Chris Ironside at O'Connor Gallery

Some weeks are full of terribly serious art; some weeks are packed with gentle, sweet art. And some weeks, one falls down laughing (in a good way).

Chris Ironside's hilarious (and yet touching) new suite of photos Mr. Long Weekend features the artist-as-model in a series of works that explore stereotypes of Canadian masculinity - in particular, the hoser dude, that creature made of beer, beer nuts, and beer-branded ball caps.

In a series of images that form a loose narrative, we see Ironside/hoser dude enact a classic Canadian 2-4 weekend: He camps, he passes out in his lawn chair, he lifts weights in his garage, he pees on a tree, he drinks. He drinks a lot. Half homage, half investigation, and all love song, Mr. Long Weekend is sexy, but never porn ridiculous, erotic, but never fetishistic.

There is a deep honesty at work underneath all Ironside's hooliganisms, and no small amount of sincere longing for the cavalier, stunted boy-man - an endangered species in this era of man-scaping and anger management.

Good riddance, some may say, but the decline of the dolt signals the ascent of the micro-managing, overgroomed metrosexual, and I'm not sure that's a fair trade. A world without unreconstructed guy's guys strikes me as a paler, less robust world. And somebody has to go to Adam Sandler movies.

Mitch Robertson at Birch Libralato

Last winter, Toronto performance journalist Nadja Sayej got herself in a bundle of trouble when she dared to ask, in a much circulated YouTube clip, why "conceptual art is so boring."

Nobody, of course, would answer her, because the bitter truth is that too much self-identified conceptual art is grindingly dull. Old-school conceptual art privileges concept over final product, brains over beauty, and, typically, leaves one with very little to actually look at or enjoy.

Mitch Robertson is not your average conceptual artist. He always gives you something lovely to gaze upon, even if you don't fully understand what he's on about. To wit, his latest show at Birch Libralato, A Bit of Luck, features spectral tracings of coins and front-door numbers, a beach ball-sized sphere made from wound black hockey tape, and two gorgeous prints reproduced from early 20th-century star maps.

You may wander through A Bit of Luck, not read a single explanatory note about the making of the art, and still indulge in its innate sensual pleasures - what is more intimate than a work made by gently rubbing a pencil over an object? It's an art massage.

━━━━━━━━━━━━━━━━

• Given exercise 1
Answer these questions using the review:
(a) What is the title of Chris Ironside's new suite of photos?
(b) Who asked, in a YouTube clip, why "conceptual art is so boring"?
(c) What is the beach ball-sized sphere in Mitch Robertson's show made from?

━━━━━━━━━━━━━━━━

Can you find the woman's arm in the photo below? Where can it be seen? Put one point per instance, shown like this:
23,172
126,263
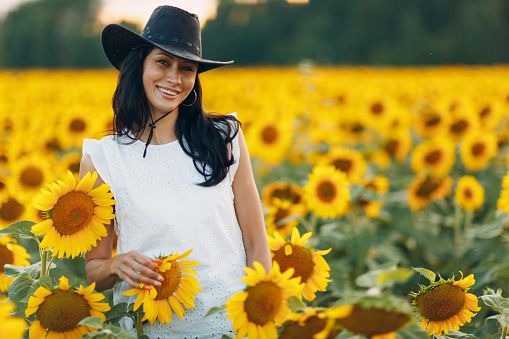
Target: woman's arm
102,268
249,210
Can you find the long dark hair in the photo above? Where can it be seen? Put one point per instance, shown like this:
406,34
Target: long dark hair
206,138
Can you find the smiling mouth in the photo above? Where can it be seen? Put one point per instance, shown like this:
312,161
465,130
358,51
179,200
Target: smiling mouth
166,91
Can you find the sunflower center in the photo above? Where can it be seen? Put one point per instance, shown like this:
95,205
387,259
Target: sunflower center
269,134
77,125
31,176
373,321
263,302
11,210
478,149
342,164
377,108
433,157
427,187
441,303
170,283
6,257
61,311
300,259
72,212
391,147
326,191
459,126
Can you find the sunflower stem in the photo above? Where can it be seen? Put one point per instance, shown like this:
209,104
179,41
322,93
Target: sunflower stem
457,232
44,259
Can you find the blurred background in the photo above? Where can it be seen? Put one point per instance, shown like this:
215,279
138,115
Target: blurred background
65,33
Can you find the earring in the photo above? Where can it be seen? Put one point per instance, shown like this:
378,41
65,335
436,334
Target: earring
195,97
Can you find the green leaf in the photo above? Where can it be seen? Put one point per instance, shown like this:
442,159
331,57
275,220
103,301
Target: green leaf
22,229
295,304
94,322
431,276
220,309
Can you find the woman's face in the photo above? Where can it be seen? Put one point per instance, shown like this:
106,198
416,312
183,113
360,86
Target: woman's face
167,81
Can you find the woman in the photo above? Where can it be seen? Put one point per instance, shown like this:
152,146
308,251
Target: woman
192,188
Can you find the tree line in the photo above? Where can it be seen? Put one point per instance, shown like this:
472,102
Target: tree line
63,33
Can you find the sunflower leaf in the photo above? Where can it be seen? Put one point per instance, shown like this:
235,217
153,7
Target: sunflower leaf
431,276
22,229
94,322
217,309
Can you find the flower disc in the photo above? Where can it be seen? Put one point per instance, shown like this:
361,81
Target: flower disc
441,303
72,212
63,310
263,302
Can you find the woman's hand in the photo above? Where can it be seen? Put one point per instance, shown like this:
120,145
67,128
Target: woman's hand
134,268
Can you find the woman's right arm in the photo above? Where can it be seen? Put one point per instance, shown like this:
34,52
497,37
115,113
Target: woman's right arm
132,267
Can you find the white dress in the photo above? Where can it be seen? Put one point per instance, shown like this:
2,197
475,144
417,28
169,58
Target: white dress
160,211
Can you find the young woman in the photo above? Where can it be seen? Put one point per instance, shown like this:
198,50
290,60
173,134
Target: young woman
181,178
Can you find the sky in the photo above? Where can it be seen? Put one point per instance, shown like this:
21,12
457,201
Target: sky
113,11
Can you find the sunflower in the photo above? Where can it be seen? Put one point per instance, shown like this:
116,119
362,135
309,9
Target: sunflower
13,254
327,193
347,160
283,191
178,286
435,156
10,327
281,210
262,305
314,323
469,193
425,189
59,311
477,149
445,304
307,264
28,176
11,210
75,213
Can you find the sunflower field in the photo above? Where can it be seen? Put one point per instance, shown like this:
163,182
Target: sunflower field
385,193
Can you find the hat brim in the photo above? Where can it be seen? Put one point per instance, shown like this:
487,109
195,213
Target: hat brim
117,41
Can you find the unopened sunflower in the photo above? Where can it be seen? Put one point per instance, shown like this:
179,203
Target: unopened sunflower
58,311
10,327
327,193
314,323
13,254
76,214
308,264
281,210
178,286
469,193
445,305
262,305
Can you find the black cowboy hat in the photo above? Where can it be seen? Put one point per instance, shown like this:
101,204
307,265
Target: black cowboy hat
171,29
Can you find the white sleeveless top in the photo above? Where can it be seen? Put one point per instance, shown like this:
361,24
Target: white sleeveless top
160,211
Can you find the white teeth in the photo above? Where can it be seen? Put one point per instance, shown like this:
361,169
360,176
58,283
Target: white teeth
167,91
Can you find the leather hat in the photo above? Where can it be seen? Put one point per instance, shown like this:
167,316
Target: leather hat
169,28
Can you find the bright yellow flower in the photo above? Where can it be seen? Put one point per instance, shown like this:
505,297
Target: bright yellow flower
10,327
262,305
469,193
76,215
445,305
477,149
13,254
327,193
435,156
179,286
308,264
59,311
425,189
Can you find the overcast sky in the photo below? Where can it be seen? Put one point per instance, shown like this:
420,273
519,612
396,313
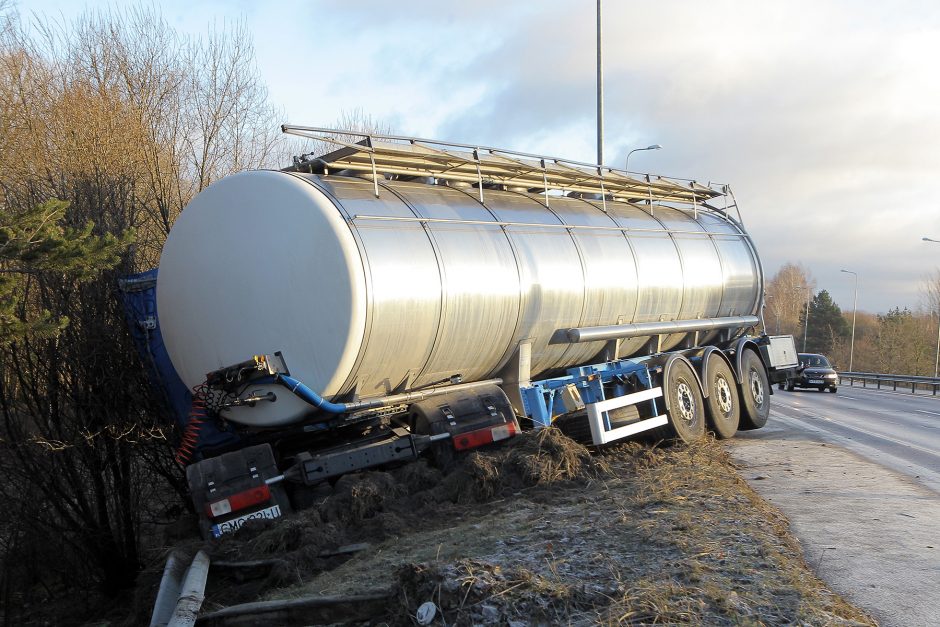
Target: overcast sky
824,115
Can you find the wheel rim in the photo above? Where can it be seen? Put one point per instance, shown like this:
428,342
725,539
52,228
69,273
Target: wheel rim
757,388
686,402
723,394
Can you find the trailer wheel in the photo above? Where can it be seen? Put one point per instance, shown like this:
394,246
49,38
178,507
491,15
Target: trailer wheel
755,392
686,406
723,402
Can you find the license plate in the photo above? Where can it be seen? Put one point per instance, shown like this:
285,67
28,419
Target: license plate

━━━━━━━━━━━━━━━━

• Given exercise 2
Write out the rows again, from the line containing "Can you find the overcast" through the end of the rows, requests included. Multiply every point coordinate in the answers by 0.85, round to whole numbers with halves going up, and leave the pictures out.

• Reply 1
(a) Mr. Long Weekend
(b) Nadja Sayej, a Toronto performance journalist
(c) Wound black hockey tape

• Reply 2
Can you find the overcast sky in the photo below? Where can it be seen? Put one point per instance, shown like this:
420,273
519,612
396,313
Target: overcast sky
700,98
Can you find the wheel rim in the photo above? Where can it be seen? Put one point per instance, shown like this:
428,342
725,539
52,228
69,273
Target: wheel rim
643,330
583,342
615,335
Can you find the trailer wheel in the photo above? Where can it be seen? Put one point per instance, shown like this:
394,246
49,38
178,507
491,15
Target: trailer wheel
642,333
583,345
615,342
Can you find the license plate in the photo above? Where can it be seen? Put one point per instance, shown like this:
285,67
28,419
Target: license plate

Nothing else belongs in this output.